Exercise requirements |
Format all the lines below as a numbered list, skipping any blank lines and leaving the pictures out of your answer.
BEGIN Supplied material
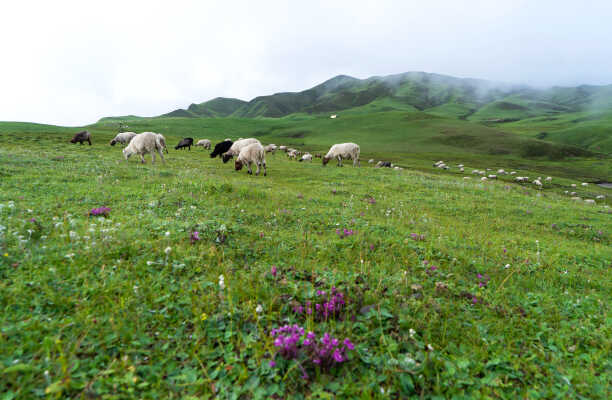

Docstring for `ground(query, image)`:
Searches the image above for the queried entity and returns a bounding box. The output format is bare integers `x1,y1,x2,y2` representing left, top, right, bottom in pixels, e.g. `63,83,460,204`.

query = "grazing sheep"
196,139,211,150
70,131,91,146
298,153,312,162
156,133,168,154
174,138,193,151
222,138,263,163
210,140,234,158
123,132,166,164
110,132,136,146
323,143,361,167
234,141,268,176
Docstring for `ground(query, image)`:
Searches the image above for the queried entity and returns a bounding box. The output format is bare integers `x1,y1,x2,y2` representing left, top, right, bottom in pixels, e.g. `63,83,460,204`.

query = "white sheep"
110,132,136,146
299,153,312,162
323,143,361,167
234,142,268,176
222,138,263,163
123,132,166,164
196,139,211,150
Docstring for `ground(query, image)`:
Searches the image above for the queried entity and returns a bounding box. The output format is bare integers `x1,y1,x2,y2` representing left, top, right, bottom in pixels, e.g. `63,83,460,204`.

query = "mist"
0,1,612,126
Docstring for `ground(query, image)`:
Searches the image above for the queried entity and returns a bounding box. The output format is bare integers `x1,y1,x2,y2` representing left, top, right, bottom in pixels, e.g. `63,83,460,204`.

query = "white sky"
0,0,612,125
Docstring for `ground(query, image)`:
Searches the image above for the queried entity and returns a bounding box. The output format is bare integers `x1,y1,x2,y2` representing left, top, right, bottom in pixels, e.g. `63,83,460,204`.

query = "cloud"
0,0,612,125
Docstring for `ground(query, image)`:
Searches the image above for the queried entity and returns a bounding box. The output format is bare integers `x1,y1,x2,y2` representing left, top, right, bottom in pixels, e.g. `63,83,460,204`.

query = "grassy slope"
0,129,612,399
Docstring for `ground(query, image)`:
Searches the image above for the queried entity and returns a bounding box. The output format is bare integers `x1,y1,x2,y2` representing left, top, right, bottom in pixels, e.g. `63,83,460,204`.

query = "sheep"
END Supplied material
Final result |
1. Docstring for `ground(query, image)`:
2. Searches the image above for the queried entity and returns a bounding box. The output format is bare integers `x1,y1,x2,y2` representing left, top, right, bottom in pixels, e.g. `63,83,460,204`.
3. query = "grazing sheep"
4. 196,139,211,150
5. 70,131,91,146
6. 298,153,312,162
7. 156,133,168,154
8. 174,138,193,151
9. 222,138,263,163
10. 210,140,234,158
11. 123,132,166,164
12. 110,132,136,146
13. 323,143,361,167
14. 234,141,268,176
15. Docstring for `ground(query, image)`:
16. Searches the image above for the queried entity and returns a bounding box. The output format is bare integers `x1,y1,x2,y2` representing left, top, right, bottom in pixels, e.g. `63,83,460,204`.
17. query = "white sheep"
18. 110,132,136,146
19. 299,153,312,162
20. 323,143,361,167
21. 234,142,268,176
22. 222,138,263,163
23. 123,132,166,164
24. 196,139,211,150
25. Docstring for `ground(query, image)`:
26. Searches the image above for the queried entity and returns a bounding box. The output format is bare integers `x1,y1,x2,y2` representing left, top, right, bottom in pixels, e.g. `63,83,460,204`.
27. query = "mist"
28. 0,1,612,126
29. Docstring for `ground(query, image)`:
30. Searches the image above for the queried entity and returns a bounding box. The output format is bare integers `x1,y1,x2,y2` representing left, top, right, bottom in pixels, e.g. `63,83,460,204`.
31. query = "white sky"
32. 0,0,612,125
33. Docstring for `ground(query, image)`:
34. Searches the image above for the queried entity and returns a bounding box. The output format is bare integers `x1,y1,x2,y2` representing left, top, right, bottom in pixels, e.g. `63,83,460,204`.
35. query = "cloud"
36. 0,0,612,125
37. Docstring for `ground(query, image)`:
38. Searches the image above for the queried entity and returns a bounding box. The output format is bare integers `x1,y1,x2,y2` representing left, top, right, bottom in pixels, e.g. `63,83,460,204`.
39. query = "grassy slope"
40. 0,129,612,399
41. Docstring for `ground(query, image)`:
42. Searches the image above for the queried entity and returns a bounding box. The output format is bare integers `x1,y1,x2,y2` representing left, top, right, bottom in pixels, e.g. `63,83,460,204`.
43. query = "sheep"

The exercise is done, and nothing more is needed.